• _Tasks to carry out_:
A: In the article on UK employment figures, how many people were in work between September and November 2018?
B: Carry on the article on UK employment figures, starting after its final sentence.

• _Text segment_:
The latest round of employment figures were recently released by the Office for National Statistics (ONS, 2019).  In it, the number of people in work reached a record high (32.54 million) between September – November 2018.  Furthermore, average earnings increased by 3.3%, the number of vacancies increased, and unemployment is at its lowest level since the early 1970s.  All cause for celebration.

Employment Minister Alok Sharma announced “Our pro-business policies have helped boost private sector employment by 3.8 million since 2010, and as the Resolution Foundation’s latest report shows, the ‘jobs-boom has helped some of the most disadvantaged groups find employment’, providing opportunities across society.” (BBC, 2019).  Surely, reasons to be cheerful in these turbulent times? However, we need to ask a number of critical questions about the real state of UK labour markets and the realities (and harms) associated with “employment”.

First, how accurate is the Labour Force Survey?  Our current fixation on low unemployment is a statistical construction easily rejected on closer inspection.  This sample survey of 100,000 responses categorises employment as working over one hour a week, and unemployment as actively seeking work in the past four weeks and available to start in the next two weeks.  From a low bar to one much higher.  Second, what are the conditions within work?  We clearly have no difficulty in creating jobs (or characterising forms of activity as ‘employment’) but it tells us nothing about the lived reality of (in)stability, (in)security, and experiences of work.

“We may have, statistically speaking, more people in jobs than any time in the last four decades, but there are problematic and harmful realities at play”

In my recent book, The Harms of Work: An Ultra-Realist Account of the Service Economy (Bristol University Press), I consider the reality of life in the insecure, flexible and low-paid service economy.  I observe workplaces and interview employees engaged in retail, call centres, leisure, takeaways, bar work, delivery jobs and other forms of customer-facing roles.  I examine the historical shifts in UK labour markets over recent decades to demonstrate a thorough neoliberal restructuring of working life, away from stability and security, towards competition, flexibility and profitability.  I also utilise emerging theories within ultra-realist criminology and social harm to consider the more problematic aspects of this fundamental transformation.  We may have, statistically speaking, more people in jobs than any time in the last four decades, but there are problematic and harmful realities at play in low-paid service work that are overlooked by positive employment figures.

These problems (and harms) include an absence of stability. Temporary, precarious forms of ‘non-standard’ work include zero-hour contracts and the ‘gig economy’.  Power and flexibility rest with employers, not employees, while workers struggle to plan for the week ahead, devoid of solid grounding upon which to build a life.

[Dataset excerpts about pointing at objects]
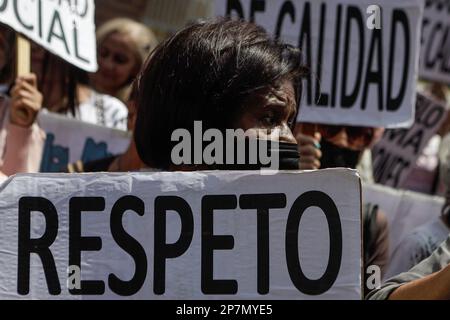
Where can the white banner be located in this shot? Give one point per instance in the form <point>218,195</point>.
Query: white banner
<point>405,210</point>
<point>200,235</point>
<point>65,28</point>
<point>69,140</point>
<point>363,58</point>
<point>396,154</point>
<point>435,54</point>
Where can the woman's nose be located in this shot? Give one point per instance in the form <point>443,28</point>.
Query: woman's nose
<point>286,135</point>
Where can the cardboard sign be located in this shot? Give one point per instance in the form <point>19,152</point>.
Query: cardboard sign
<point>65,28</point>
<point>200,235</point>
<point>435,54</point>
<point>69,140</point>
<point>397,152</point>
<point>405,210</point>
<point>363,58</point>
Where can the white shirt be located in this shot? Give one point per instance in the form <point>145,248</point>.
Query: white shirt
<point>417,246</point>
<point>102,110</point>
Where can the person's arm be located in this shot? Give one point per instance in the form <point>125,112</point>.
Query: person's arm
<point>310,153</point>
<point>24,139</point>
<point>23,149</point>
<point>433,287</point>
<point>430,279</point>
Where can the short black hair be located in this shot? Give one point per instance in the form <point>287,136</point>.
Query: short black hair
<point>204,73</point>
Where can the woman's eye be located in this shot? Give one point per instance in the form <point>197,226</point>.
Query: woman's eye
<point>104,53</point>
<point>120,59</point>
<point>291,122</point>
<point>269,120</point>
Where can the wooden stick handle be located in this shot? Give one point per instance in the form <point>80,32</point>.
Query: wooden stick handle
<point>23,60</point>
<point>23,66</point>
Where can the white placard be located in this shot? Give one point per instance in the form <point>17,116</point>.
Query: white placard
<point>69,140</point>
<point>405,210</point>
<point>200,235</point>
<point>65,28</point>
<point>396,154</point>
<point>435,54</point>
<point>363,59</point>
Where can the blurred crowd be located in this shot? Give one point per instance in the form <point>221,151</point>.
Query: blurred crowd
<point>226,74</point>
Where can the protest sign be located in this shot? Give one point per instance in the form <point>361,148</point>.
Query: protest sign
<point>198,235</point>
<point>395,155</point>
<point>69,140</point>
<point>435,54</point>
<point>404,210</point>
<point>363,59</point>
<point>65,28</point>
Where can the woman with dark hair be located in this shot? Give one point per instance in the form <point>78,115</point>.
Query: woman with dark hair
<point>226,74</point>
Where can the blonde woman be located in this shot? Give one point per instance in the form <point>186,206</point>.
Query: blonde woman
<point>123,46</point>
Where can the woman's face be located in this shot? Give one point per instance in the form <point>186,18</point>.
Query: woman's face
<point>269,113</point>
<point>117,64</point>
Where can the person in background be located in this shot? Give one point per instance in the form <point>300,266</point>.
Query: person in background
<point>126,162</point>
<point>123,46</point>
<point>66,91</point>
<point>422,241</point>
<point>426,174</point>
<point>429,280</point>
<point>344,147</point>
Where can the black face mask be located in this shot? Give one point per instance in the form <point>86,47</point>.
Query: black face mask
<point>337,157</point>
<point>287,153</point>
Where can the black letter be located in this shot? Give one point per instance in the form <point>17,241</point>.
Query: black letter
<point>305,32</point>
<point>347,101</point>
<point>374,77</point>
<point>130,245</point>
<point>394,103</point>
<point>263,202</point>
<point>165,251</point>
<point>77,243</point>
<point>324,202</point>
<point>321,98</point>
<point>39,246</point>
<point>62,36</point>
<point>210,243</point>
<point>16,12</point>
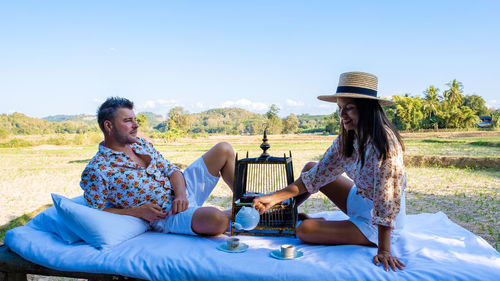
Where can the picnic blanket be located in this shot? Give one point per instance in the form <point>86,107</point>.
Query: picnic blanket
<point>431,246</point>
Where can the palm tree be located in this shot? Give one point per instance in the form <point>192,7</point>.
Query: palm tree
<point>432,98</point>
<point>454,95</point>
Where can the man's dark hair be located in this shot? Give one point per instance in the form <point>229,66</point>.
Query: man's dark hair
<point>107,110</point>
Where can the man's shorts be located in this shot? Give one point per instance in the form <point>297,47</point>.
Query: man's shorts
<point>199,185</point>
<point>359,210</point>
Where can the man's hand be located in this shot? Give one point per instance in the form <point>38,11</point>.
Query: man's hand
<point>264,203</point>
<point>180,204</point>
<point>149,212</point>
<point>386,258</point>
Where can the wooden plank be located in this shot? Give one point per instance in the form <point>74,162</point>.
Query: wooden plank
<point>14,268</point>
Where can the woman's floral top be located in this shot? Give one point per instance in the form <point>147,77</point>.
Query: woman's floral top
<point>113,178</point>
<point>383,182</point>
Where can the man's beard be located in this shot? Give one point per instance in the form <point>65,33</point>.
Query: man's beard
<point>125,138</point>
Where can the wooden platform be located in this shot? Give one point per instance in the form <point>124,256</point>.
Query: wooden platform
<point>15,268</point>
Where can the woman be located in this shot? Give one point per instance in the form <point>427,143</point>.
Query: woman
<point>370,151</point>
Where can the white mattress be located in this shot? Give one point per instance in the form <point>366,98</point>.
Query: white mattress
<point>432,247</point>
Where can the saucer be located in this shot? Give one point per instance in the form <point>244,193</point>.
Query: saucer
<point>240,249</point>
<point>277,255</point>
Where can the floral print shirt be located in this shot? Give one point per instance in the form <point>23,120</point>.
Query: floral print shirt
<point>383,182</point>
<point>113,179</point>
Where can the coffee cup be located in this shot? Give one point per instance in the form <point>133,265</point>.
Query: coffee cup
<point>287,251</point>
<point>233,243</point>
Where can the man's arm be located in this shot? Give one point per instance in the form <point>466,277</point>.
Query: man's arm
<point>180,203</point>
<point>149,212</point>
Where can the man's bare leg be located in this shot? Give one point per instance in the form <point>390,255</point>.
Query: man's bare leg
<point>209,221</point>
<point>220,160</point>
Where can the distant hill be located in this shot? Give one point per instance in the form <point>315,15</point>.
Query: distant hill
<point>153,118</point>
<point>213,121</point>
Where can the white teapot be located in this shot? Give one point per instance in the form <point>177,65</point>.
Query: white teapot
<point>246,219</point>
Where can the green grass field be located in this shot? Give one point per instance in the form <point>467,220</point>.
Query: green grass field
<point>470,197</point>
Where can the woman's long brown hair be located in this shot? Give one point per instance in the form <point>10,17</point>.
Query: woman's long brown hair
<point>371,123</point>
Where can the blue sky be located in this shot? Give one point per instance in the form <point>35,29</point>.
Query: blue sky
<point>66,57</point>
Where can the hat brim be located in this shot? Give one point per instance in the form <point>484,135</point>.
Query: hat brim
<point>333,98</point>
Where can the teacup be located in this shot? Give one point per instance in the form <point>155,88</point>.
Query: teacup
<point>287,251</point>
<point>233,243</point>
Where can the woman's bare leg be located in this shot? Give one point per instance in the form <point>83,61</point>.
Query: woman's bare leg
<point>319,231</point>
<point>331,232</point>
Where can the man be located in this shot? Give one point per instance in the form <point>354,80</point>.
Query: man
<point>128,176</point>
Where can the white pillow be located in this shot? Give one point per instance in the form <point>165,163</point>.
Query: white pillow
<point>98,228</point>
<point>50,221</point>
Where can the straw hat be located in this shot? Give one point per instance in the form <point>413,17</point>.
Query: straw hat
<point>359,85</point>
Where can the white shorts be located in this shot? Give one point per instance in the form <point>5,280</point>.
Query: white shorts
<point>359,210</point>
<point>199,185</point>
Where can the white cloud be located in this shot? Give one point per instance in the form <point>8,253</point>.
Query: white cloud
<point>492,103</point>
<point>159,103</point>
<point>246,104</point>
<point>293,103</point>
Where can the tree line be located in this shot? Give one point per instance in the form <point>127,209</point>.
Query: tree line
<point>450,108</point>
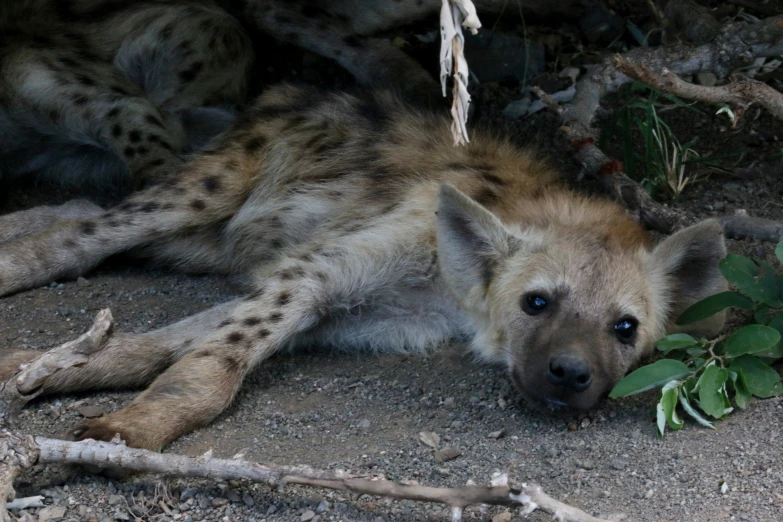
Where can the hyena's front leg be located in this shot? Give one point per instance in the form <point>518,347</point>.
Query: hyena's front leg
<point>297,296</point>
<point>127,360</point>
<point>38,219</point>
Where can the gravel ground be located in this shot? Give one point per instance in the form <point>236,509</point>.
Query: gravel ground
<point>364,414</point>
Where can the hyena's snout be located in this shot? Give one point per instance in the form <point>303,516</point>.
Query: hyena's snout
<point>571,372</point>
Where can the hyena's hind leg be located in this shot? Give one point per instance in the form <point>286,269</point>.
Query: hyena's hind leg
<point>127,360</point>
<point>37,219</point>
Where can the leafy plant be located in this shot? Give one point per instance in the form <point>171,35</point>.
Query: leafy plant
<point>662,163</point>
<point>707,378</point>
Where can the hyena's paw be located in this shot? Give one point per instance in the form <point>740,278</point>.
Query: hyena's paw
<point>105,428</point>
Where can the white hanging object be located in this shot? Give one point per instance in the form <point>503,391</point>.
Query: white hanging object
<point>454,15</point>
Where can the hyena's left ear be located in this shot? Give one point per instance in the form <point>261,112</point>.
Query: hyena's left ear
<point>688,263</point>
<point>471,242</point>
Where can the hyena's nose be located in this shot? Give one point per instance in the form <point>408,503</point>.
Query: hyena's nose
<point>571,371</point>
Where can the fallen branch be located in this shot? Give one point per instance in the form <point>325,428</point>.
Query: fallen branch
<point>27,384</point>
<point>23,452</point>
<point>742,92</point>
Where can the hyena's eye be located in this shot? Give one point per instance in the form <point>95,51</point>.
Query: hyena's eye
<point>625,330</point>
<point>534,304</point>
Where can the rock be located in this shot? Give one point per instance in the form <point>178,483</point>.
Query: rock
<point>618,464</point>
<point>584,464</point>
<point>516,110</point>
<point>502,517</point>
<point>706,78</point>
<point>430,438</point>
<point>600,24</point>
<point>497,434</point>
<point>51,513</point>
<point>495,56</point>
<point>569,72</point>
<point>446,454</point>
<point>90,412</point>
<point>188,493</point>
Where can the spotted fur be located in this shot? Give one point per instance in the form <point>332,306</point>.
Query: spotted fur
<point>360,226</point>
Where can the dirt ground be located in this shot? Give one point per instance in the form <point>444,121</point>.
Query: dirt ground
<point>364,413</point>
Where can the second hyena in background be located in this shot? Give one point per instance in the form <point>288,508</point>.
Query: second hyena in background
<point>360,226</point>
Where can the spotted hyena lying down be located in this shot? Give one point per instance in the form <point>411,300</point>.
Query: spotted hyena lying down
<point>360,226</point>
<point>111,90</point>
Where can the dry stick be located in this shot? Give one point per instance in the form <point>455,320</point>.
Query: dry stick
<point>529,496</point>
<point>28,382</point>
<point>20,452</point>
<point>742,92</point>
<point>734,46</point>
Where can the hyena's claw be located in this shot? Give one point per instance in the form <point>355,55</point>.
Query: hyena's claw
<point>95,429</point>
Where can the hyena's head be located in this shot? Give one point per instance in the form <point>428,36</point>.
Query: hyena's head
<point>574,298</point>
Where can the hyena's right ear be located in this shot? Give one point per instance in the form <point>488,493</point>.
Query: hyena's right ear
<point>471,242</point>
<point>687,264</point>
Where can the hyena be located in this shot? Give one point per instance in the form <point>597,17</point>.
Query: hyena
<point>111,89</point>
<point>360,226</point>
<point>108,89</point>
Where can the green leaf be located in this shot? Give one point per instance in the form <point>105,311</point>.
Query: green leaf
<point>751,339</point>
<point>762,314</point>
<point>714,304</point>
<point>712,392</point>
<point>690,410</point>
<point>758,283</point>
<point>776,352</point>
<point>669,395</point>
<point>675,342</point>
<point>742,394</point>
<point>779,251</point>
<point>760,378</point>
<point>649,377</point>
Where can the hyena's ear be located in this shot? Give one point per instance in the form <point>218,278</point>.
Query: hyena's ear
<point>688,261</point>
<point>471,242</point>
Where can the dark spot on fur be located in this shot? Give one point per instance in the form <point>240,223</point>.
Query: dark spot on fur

• _Task-by-task outputs_:
A: 32.54 million

B:
“Power and flexibility rest with employers, not employees, while workers struggle to plan for the week ahead, devoid of solid grounding upon which to build a life.”

There is also an absence of protection. Illegal practices such as non-payment of the mandated National Minimum Wage and unpaid ‘work trials’ exploit service economy employees.  The absence of protection also extends to mental ill health as overworked, precarious and stressed employees struggle to get by yet often shoulder the responsibility personally; if only they worked harder, if only they were less ambitious or more realistic, things would not be so bad.

Finally, the absence of ethical responsibility for each other creates problems and harms.  Management bullying, workplace cliques and the active exploitation or sabotage of colleagues pervades organisational cultures built on the neoliberal logic of competition, individualism, entitlement and display. Social relations within a competitive culture and competitive work environments increasingly reflect post-social arrangements and lead to harmful consequences.

I frame much of this behaviour and observation around a notion of ‘social harm’. That’s the prevention of recognition, positive rights and human flourishing caused by the intended and unintended consequences of the normal functioning of consumer capitalism. This system, following its own logic, reshapes organisations, cultures and subjectivities and generates a series of problematic and harmful consequences. Looking at the reality of contemporary working life and labour markets is vital; it’s no longer acceptable to continue celebrating the employment figures and the reduction in unemployment when the reality of the workplaces in which the majority of people are engaged produce such deleterious and damaging consequences.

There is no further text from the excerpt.